** start READING PASSAGE **

1] How often does each violation code occur? Display the frequency of the top five violation codes.

In [19]:
nycdataflt.groupby('Violation Code').agg({'Violation Code':'count'}).sort('count(Violation Code)',ascending=False).show(5)

+--------------+---------------------+
|Violation Code|count(Violation Code)|
+--------------+---------------------+
|            21|               768087|
|            36|               662765|
|            38|               542079|
|            14|               476664|
|            20|               319646|
+--------------+---------------------+
only showing top 5 rows



2] How often does each 'vehicle body type' get a parking ticket? How about the 'vehicle make'?

In [20]:
nycdataflt.groupby('Vehicle Body Type').agg({'Vehicle Body Type':'count'}).sort('count(Vehicle Body Type)',ascending=False).show(5)

+-----------------+------------------------+
|Vehicle Body Type|count(Vehicle Body Type)|
+-----------------+------------------------+
|             SUBN|                 1883954|
|             4DSD|                 1547312|
|              VAN|                  724029|
|             DELV|                  358984|
|              SDN|                  194197|
+-----------------+------------------------+
only showing top 5 rows



- Above are the vehicle body's which get max tickets.

In [21]:
nycdataflt.groupby('Vehicle Make').agg({'Vehicle Make':'count'}).sort('count(Vehicle Make)',ascending=False).show(5)

+------------+-------------------+
|Vehicle Make|count(Vehicle Make)|
+------------+-------------------+
|        FORD|             636844|
|       TOYOT|             605291|
|       HONDA|             538884|
|       NISSA|             462017|
|       CHEVR|             356032|
+------------+-------------------+
only showing top 5 rows



- Above are the vehicle body with max tickets,Ford vehicle's have topped the list.

- Vehicle make

3.1] 'Violation Precinct' (This is the precinct of the zone where the violation occurred). Using this, can you draw any insights for parking violations in any specific areas of the city?

In [22]:
nycdataflt.groupby('Violation Precinct').agg({'Violation Precinct':'count'}).sort('count(Violation Precinct)',ascending=False).show(6)

+------------------+-------------------------+
|Violation Precinct|count(Violation Precinct)|
+------------------+-------------------------+
|                 0|                   925596|
|                19|                   274445|
|                14|                   203553|
|                 1|                   174702|
|                18|                   169131|
|               114|                   147444|
+------------------+-------------------------+
only showing top 6 rows



- We can see from the above table that area 19 is where the maximum violation of traffic rules happen.

3.2] 'Issuer Precinct' (This is the precinct that issued the ticket.)
Here, you would have noticed that the dataframe has the'Violating Precinct' or 'Issuing Precinct' as '0'.These are erroneous entries. Hence, you need to provide the records for five correct precincts. 

In [23]:
nycdataflt.groupby('Issuer Precinct').agg({'Issuer Precinct':'count'}).sort('count(Issuer Precinct)',ascending=False).show(6)

** end READING PASSAGE **
** start PROVIDED MATERIAL **

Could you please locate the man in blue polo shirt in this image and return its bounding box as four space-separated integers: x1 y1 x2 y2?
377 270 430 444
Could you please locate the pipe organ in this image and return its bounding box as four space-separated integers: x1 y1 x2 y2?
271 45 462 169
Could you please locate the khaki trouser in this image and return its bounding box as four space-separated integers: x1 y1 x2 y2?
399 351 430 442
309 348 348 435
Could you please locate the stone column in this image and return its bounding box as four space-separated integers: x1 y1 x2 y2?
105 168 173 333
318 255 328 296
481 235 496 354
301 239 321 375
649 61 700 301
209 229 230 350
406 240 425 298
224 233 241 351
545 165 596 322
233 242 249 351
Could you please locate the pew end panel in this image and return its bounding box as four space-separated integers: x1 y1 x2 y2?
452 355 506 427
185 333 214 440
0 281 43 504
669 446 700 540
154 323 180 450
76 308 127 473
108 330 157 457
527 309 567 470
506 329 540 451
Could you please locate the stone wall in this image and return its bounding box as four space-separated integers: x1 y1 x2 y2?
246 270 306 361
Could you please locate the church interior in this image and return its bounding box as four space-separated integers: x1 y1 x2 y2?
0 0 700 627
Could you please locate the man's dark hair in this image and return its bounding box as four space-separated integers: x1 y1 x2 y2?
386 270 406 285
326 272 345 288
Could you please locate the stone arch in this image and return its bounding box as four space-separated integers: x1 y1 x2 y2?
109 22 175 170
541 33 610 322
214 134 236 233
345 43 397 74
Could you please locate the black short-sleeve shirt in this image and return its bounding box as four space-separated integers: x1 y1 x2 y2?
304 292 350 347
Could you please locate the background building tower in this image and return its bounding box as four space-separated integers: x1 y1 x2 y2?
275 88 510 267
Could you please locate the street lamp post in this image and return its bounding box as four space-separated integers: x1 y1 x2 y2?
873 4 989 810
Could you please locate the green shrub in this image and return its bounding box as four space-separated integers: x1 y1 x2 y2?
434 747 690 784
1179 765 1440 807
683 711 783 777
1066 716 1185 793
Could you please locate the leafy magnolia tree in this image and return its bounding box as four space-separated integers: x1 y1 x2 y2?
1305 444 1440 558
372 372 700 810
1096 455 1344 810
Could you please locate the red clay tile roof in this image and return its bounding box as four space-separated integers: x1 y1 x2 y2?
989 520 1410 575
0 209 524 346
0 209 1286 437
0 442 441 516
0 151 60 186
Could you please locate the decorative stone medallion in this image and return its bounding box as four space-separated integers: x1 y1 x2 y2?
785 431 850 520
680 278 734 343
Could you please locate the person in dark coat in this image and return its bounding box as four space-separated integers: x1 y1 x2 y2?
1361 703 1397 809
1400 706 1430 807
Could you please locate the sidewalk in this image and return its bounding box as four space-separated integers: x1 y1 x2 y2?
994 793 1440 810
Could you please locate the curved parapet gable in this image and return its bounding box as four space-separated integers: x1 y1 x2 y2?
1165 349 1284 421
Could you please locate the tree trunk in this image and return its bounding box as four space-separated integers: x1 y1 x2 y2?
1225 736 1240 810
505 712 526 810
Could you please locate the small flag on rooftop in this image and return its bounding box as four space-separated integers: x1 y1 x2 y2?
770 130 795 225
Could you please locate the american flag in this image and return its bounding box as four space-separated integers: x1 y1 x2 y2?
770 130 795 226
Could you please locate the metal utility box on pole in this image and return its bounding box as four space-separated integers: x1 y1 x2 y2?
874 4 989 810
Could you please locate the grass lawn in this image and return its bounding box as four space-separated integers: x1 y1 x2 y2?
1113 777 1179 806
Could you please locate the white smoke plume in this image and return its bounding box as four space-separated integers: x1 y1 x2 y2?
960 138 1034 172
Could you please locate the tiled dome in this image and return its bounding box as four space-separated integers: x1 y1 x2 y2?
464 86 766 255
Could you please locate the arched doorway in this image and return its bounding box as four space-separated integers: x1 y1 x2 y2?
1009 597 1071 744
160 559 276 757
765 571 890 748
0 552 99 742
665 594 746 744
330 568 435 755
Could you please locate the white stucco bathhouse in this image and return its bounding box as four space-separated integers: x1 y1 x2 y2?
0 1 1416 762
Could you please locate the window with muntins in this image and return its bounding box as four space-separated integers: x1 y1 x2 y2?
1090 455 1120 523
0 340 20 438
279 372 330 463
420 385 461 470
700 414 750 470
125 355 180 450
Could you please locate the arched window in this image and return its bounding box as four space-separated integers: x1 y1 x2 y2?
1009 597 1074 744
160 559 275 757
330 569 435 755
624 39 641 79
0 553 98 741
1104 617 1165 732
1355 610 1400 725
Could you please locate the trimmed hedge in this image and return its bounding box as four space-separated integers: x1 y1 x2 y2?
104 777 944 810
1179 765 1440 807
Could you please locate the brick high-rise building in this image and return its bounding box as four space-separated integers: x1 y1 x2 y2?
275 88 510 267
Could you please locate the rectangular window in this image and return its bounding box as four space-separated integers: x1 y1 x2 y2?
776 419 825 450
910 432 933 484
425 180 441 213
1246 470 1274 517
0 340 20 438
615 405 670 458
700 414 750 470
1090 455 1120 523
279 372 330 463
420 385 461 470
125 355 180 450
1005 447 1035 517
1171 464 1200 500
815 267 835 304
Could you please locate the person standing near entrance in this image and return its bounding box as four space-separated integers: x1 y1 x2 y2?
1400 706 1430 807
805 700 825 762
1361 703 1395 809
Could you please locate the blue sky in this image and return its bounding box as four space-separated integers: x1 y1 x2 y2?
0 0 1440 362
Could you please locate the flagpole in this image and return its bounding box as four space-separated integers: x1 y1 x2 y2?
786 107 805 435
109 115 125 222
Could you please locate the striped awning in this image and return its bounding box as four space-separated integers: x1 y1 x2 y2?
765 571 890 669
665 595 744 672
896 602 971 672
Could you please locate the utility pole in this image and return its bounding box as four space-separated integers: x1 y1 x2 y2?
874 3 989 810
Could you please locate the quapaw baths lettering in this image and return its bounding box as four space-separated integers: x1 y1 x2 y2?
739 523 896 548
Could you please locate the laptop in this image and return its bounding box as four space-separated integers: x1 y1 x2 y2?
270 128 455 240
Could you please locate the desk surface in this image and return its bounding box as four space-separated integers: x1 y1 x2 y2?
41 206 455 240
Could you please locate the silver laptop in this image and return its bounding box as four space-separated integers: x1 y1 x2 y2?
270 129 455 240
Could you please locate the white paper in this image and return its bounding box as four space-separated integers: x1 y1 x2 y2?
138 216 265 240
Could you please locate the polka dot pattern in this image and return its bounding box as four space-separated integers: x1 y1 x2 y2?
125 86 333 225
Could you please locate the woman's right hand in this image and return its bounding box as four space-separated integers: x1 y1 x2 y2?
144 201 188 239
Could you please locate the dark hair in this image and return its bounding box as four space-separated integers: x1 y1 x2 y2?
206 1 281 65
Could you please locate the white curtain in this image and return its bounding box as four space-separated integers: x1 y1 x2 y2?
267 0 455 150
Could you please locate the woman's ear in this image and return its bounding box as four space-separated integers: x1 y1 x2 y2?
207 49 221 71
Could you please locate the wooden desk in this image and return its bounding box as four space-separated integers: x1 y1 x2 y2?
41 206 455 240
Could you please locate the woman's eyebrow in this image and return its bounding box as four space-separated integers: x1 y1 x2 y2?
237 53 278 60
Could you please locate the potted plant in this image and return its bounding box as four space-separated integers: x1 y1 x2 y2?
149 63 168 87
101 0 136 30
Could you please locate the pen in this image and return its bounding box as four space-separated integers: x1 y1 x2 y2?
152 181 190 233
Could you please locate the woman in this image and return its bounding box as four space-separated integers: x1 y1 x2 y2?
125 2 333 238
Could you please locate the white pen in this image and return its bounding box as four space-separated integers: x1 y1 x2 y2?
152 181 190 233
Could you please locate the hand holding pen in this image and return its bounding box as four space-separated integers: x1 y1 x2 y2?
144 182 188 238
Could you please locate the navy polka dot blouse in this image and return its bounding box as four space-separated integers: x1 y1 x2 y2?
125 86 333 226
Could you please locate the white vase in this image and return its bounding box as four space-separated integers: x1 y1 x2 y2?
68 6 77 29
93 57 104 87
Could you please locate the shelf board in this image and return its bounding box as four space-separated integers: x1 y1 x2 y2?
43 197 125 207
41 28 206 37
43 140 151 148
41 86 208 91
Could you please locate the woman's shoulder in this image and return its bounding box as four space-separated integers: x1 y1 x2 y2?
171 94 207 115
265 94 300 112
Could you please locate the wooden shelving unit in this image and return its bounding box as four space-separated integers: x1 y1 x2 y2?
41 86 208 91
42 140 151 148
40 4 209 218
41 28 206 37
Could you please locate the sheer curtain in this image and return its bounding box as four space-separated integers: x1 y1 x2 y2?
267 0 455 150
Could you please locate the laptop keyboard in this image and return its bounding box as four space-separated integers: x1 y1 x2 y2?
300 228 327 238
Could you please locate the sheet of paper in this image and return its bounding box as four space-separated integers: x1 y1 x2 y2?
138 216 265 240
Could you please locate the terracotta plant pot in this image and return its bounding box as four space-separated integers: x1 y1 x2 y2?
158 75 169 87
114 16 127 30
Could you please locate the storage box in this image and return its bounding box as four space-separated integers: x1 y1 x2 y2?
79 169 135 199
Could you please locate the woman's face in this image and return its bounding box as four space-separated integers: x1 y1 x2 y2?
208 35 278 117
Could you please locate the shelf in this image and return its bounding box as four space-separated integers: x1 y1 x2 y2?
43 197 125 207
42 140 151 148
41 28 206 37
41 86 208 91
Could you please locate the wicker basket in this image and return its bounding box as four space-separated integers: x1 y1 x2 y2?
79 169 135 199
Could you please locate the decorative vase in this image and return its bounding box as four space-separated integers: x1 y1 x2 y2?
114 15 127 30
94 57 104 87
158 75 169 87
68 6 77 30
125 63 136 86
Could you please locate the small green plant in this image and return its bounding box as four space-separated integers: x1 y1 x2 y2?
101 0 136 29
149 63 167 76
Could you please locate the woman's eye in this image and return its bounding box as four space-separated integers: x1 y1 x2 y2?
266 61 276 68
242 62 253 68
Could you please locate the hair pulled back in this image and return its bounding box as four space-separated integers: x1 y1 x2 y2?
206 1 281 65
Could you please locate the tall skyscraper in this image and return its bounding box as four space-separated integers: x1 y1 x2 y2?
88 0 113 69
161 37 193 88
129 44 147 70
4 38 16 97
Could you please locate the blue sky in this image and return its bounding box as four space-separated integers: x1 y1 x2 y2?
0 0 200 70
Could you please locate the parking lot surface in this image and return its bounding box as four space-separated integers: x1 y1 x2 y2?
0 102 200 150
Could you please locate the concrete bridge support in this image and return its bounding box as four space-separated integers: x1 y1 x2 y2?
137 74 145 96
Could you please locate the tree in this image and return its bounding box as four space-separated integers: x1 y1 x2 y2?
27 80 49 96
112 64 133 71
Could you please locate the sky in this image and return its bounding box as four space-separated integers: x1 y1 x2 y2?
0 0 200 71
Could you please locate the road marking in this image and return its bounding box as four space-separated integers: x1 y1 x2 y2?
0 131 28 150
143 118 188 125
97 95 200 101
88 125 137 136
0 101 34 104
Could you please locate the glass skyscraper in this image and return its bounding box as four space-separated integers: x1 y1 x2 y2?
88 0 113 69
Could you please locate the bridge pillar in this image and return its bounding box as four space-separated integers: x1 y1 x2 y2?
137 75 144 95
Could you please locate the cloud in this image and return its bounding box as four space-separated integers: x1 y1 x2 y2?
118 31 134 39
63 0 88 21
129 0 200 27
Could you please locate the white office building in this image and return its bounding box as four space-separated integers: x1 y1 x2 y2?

** end PROVIDED MATERIAL **

- **TASKS TO PERFORM**:
#1 Copy the rows between the line holding "Could you please locate the pew" and the line holding "506 329 540 451", inclusive.
#2 Continue the parking-ticket analysis from the point where it stops.

- **TASK-BY-TASK RESULTS**:
#1
Could you please locate the pew end panel in this image and return its bounding box as four space-separated integers: x1 y1 x2 y2?
452 355 506 427
185 333 214 440
0 281 43 504
669 446 700 540
154 323 180 450
76 308 127 473
108 330 157 457
527 309 567 470
506 329 540 451

#2
+---------------+----------------------+
|Issuer Precinct|count(Issuer Precinct)|
+---------------+----------------------+
|              0|               1078406|
|             19|                266961|
|             14|                200495|
|              1|                168740|
|             18|                162994|
|            114|                144054|
+---------------+----------------------+
only showing top 6 rows



4] Find the violation code frequencies for three precincts that have issued the most number of tickets. Do these precinct zones have an exceptionally high frequency of certain violation codes? Are these codes common across precincts? 

Answer : From the above Issuer Precinct table we can see that 3 precincts with most no of tickets are 19,14 and 1.

In [24]:
nycdataflt.createOrReplaceTempView('nyc_data')

In [25]:
spark.sql('select count(`Violation Code`) as count_violation from nyc_data where `Issuer Precinct` =19').show()

+---------------+
|count_violation|
+---------------+
|         266961|
+---------------+



In [26]:
spark.sql('select count(`Violation Code`) as count_violation from nyc_data where `Issuer Precinct` =14').show()

+---------------+
|count_violation|
+---------------+
|         200495|
+---------------+



In [27]:
spark.sql('select count(`Violation Code`) as count_violation from nyc_data where `Issuer Precinct` =1').show()

+---------------+
|count_violation|
+---------------+
|         168740|
+---------------+



- We try to analyze Violation codes for these Precincts.

In [28]:
spark.sql('select `Violation Code`,count(*) as freq_violation from nyc_data where `Issuer Precinct` =19 group by `Violation Code` order by freq_violation desc ').show(10)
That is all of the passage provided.